▶ _THE PROBLEM_
State how many lines of the data below contain the string "bare", giving only the number.

"""

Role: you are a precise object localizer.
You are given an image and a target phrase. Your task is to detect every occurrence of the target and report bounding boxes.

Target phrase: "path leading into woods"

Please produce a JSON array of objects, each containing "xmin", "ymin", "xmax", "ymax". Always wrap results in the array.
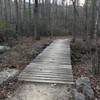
[{"xmin": 7, "ymin": 39, "xmax": 73, "ymax": 100}]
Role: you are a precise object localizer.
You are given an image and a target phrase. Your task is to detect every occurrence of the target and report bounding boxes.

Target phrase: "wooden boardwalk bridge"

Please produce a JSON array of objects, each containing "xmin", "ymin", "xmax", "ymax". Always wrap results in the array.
[{"xmin": 18, "ymin": 39, "xmax": 73, "ymax": 84}]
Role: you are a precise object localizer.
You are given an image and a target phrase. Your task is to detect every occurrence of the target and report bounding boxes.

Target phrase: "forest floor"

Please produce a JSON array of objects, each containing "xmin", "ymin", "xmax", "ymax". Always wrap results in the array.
[
  {"xmin": 71, "ymin": 39, "xmax": 100, "ymax": 100},
  {"xmin": 0, "ymin": 37, "xmax": 52, "ymax": 99}
]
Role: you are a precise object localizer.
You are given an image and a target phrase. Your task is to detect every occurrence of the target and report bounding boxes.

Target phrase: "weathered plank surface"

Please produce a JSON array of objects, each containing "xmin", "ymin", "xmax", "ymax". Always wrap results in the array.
[{"xmin": 18, "ymin": 39, "xmax": 73, "ymax": 84}]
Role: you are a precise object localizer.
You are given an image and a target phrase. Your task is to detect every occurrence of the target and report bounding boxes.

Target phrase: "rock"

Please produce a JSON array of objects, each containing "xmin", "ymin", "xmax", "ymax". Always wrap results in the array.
[
  {"xmin": 74, "ymin": 89, "xmax": 85, "ymax": 100},
  {"xmin": 76, "ymin": 77, "xmax": 94, "ymax": 100},
  {"xmin": 0, "ymin": 46, "xmax": 10, "ymax": 53}
]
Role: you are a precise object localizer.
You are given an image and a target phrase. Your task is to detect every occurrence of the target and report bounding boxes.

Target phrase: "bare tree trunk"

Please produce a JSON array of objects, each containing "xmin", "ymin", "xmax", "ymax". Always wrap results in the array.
[
  {"xmin": 34, "ymin": 0, "xmax": 40, "ymax": 40},
  {"xmin": 14, "ymin": 0, "xmax": 19, "ymax": 33}
]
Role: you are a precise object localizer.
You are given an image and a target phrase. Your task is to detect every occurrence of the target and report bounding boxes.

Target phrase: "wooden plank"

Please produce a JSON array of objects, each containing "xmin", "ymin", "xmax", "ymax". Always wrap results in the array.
[{"xmin": 18, "ymin": 39, "xmax": 73, "ymax": 84}]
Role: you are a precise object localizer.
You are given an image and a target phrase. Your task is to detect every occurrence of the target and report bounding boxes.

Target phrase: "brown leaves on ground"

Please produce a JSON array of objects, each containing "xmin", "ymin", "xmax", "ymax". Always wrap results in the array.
[
  {"xmin": 71, "ymin": 40, "xmax": 100, "ymax": 100},
  {"xmin": 0, "ymin": 37, "xmax": 50, "ymax": 69}
]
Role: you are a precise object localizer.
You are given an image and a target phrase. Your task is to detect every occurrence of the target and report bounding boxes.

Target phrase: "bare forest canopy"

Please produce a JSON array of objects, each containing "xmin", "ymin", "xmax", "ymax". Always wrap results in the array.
[{"xmin": 0, "ymin": 0, "xmax": 100, "ymax": 37}]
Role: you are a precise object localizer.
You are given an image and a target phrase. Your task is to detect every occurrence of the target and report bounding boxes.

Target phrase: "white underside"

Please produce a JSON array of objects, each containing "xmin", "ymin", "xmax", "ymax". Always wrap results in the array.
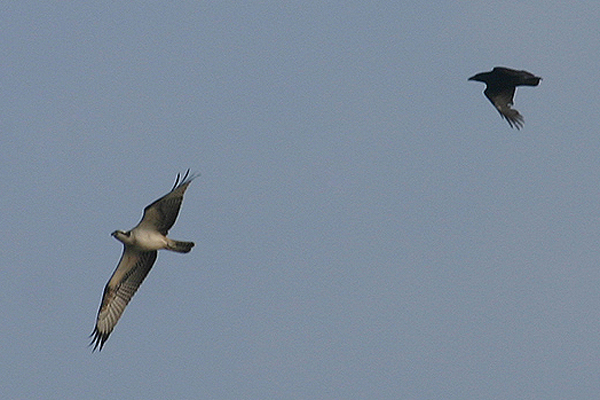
[{"xmin": 130, "ymin": 229, "xmax": 169, "ymax": 251}]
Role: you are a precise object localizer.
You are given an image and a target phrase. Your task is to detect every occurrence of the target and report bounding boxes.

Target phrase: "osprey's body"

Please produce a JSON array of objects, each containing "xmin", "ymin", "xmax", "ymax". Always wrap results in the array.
[
  {"xmin": 91, "ymin": 170, "xmax": 196, "ymax": 350},
  {"xmin": 469, "ymin": 67, "xmax": 542, "ymax": 129}
]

"""

▶ _RIGHT ANSWER_
2